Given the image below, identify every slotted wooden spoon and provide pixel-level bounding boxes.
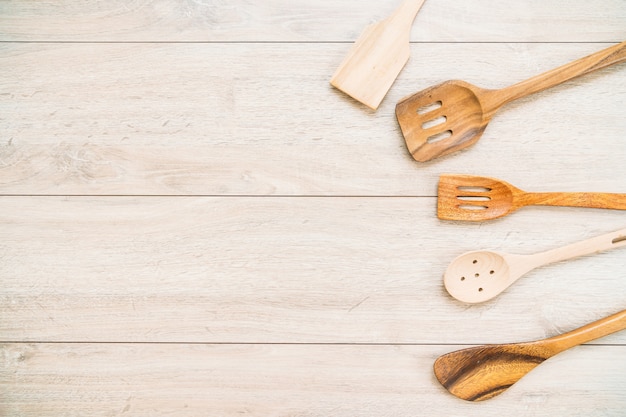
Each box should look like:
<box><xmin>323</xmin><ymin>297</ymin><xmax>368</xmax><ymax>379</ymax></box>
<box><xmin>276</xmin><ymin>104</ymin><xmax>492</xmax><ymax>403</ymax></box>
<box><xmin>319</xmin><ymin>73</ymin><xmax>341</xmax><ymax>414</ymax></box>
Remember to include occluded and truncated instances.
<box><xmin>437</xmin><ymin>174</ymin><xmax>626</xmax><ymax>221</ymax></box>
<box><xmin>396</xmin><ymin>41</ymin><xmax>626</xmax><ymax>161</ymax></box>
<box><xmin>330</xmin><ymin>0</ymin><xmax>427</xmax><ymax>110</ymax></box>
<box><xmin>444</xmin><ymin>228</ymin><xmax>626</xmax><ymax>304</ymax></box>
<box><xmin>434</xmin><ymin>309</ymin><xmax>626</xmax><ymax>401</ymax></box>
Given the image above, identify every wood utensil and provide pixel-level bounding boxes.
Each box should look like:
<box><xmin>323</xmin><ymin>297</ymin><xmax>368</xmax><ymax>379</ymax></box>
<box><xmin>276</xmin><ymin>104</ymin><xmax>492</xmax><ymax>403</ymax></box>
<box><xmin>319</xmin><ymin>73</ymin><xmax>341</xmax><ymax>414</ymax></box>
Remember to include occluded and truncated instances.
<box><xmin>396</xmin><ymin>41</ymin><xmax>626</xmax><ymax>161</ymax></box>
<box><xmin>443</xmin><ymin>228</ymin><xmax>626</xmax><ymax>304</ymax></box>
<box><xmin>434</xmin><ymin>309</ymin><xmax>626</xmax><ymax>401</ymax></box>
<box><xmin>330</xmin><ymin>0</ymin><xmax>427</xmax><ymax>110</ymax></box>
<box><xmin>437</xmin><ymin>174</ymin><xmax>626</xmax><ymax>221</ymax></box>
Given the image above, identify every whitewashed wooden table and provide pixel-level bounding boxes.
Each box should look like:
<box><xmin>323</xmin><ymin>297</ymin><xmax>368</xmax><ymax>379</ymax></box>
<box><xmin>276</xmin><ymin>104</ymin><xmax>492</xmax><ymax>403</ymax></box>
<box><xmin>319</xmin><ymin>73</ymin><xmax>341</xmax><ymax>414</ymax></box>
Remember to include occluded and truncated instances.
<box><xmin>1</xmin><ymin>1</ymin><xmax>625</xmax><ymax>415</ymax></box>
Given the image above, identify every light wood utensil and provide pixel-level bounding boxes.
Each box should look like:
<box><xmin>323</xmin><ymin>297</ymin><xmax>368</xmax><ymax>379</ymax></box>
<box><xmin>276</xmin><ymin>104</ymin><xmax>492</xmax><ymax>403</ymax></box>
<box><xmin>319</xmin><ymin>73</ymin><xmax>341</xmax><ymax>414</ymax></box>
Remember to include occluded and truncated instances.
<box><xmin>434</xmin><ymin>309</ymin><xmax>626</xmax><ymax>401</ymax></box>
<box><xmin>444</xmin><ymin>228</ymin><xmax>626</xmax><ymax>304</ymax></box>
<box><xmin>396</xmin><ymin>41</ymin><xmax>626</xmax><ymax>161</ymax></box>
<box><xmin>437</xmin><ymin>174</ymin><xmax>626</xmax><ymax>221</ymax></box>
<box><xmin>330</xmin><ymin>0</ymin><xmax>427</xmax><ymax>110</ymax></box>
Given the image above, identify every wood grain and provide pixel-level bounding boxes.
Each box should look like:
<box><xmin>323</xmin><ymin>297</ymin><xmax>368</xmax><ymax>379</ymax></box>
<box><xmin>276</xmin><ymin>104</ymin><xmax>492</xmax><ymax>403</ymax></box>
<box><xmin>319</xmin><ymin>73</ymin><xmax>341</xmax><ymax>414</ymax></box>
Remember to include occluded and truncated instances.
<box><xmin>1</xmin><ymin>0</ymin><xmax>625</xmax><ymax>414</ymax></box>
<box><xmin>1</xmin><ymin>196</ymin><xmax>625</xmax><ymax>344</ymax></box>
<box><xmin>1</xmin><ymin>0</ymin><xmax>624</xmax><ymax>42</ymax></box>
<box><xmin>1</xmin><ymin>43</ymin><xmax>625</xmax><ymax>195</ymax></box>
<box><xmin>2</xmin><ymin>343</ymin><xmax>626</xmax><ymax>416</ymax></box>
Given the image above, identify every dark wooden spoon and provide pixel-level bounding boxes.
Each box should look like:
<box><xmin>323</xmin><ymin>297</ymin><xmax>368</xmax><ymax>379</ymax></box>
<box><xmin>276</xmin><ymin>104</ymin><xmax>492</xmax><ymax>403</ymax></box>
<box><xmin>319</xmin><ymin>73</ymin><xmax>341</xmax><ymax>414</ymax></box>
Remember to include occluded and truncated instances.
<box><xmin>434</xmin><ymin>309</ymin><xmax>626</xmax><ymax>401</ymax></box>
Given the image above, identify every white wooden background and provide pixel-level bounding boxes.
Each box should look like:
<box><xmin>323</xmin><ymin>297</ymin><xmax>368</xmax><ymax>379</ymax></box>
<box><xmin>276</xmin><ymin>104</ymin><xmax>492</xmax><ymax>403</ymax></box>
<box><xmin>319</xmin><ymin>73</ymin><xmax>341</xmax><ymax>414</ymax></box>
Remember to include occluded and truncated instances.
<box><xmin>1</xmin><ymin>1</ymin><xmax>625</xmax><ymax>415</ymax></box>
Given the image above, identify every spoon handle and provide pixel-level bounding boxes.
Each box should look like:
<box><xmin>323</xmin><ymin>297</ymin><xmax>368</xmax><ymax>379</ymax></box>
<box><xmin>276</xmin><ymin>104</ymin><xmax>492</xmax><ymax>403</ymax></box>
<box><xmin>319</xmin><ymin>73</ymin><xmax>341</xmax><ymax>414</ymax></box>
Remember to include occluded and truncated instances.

* [PROBLEM TO WORK ON]:
Look through the entries above, and wherever a line holds the word "spoon", copy it.

* [COMPLETED EXERCISE]:
Given the image below, identify every slotted wooden spoon and provide pixel-level bounding boxes.
Given the image above, identify every dark wooden spoon and provide pixel-level bounding boxes.
Given the image above, identify every spoon handle and provide pixel-level bounding boxes.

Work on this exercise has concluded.